[What the exercise asks]:
Please copy the material below word for word, leaving out the pictures.

————

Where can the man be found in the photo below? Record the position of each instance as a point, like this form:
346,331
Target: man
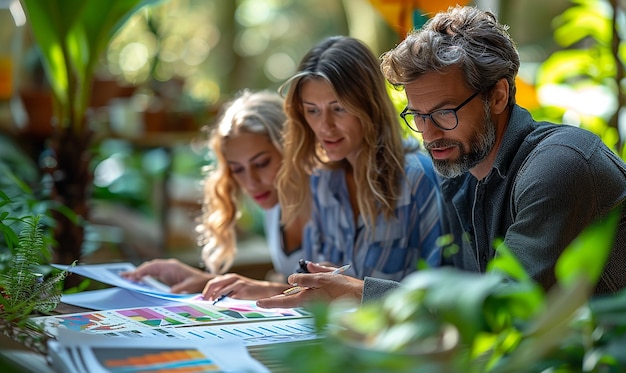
506,176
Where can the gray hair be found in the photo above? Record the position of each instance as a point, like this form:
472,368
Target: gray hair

————

[Completed task]:
Where can the man be found in the photo below? Record the position of each instance as a point, like this form:
346,331
Target: man
506,176
Where can the gray hair be found in the photo above? Record the position of each instance as a point, like this form:
472,368
Target: gray hair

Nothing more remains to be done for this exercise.